### Exercise instructions
What lines below hold the string "photo"? Copy them all.

[Source data — start]

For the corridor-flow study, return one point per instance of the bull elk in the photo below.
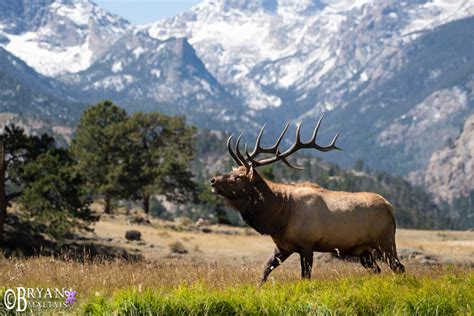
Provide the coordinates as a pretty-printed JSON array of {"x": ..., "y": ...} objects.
[{"x": 305, "y": 217}]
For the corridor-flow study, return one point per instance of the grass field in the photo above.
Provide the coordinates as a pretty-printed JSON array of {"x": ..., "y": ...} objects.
[{"x": 219, "y": 270}]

[Source data — finish]

### Worked solution
For the corridor-flow study, return one point per instance of the bull elk in the photo below.
For the corridor-flow study, return one point per instance of the grass field in the photo above.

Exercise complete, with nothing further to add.